| Prompt |
Print the entries below word for word; the pictures stay out of your copy.
## Begin Task inputs
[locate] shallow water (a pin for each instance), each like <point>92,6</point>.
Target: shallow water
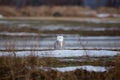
<point>46,39</point>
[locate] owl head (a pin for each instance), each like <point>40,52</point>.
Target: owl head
<point>60,38</point>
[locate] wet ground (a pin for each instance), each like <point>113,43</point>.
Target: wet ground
<point>94,39</point>
<point>39,35</point>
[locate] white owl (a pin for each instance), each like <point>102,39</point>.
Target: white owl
<point>59,44</point>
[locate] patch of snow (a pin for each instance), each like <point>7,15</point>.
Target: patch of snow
<point>88,68</point>
<point>64,53</point>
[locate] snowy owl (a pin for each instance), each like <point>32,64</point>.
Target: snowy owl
<point>59,44</point>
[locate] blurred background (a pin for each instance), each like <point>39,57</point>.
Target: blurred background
<point>59,8</point>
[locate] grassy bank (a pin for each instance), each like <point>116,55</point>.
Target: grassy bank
<point>56,11</point>
<point>15,68</point>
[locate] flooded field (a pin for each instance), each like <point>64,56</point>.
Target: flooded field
<point>83,40</point>
<point>41,35</point>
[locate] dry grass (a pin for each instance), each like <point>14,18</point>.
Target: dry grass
<point>24,68</point>
<point>56,11</point>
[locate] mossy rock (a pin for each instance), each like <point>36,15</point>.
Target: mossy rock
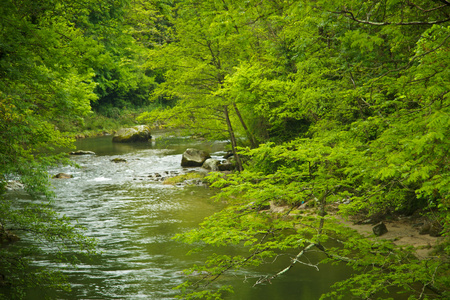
<point>140,133</point>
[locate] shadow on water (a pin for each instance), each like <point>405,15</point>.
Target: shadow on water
<point>134,219</point>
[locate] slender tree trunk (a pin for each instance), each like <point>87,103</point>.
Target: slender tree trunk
<point>233,139</point>
<point>250,136</point>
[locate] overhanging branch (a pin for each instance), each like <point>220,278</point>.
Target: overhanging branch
<point>348,14</point>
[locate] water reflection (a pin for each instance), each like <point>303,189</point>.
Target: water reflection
<point>134,219</point>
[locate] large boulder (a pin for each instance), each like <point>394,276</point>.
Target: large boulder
<point>140,133</point>
<point>211,164</point>
<point>194,158</point>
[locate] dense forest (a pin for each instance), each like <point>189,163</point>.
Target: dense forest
## End Task inputs
| Task solution |
[locate] shallow water (a pin for each instance), each like <point>92,6</point>.
Target: shallow water
<point>46,39</point>
[locate] owl head (a pin for each instance), each like <point>40,52</point>.
Target: owl head
<point>60,38</point>
[locate] wet ground (a pin for each instance), each like <point>113,43</point>.
Target: wet ground
<point>94,39</point>
<point>39,35</point>
[locate] white owl (a pin for each instance), each like <point>102,39</point>.
Target: white owl
<point>59,44</point>
[locate] patch of snow (a pin for each instance), each like <point>7,15</point>.
Target: patch of snow
<point>88,68</point>
<point>64,53</point>
[locate] snowy owl (a pin for each instance), each like <point>32,64</point>.
Target: snowy owl
<point>59,44</point>
[locate] blurred background (a pin for each instance), each like <point>39,57</point>.
Target: blurred background
<point>59,8</point>
[locate] grassy bank (a pin for each instance), each like <point>116,55</point>.
Target: grassy bank
<point>56,11</point>
<point>15,68</point>
[locate] flooded field (a pin for each instance), each like <point>64,56</point>.
Target: flooded field
<point>83,40</point>
<point>41,35</point>
[locate] dry grass (a pin for each instance), each like <point>14,18</point>.
Target: dry grass
<point>24,68</point>
<point>56,11</point>
[locate] mossy rock (a pin for each instance), each like <point>36,15</point>.
Target: mossy rock
<point>140,133</point>
[locate] shadow on water (a pin for each instance), each like <point>405,15</point>.
Target: shadow on water
<point>134,219</point>
[locate] slender tree trunk (a pin for each instance), each like <point>87,103</point>.
Target: slender tree trunk
<point>233,139</point>
<point>250,136</point>
[locate] overhanging branch (a pin for each instance), each like <point>220,278</point>.
Target: overhanging branch
<point>348,14</point>
[locate] water reflection (a pin for each instance), each like <point>303,189</point>.
Target: water reflection
<point>134,219</point>
[locate] large boulder (a pin for each instance), each like <point>394,276</point>.
Target: large boulder
<point>140,133</point>
<point>211,164</point>
<point>194,158</point>
[locate] dense forest (a pin for each instance), each like <point>189,163</point>.
Target: dense forest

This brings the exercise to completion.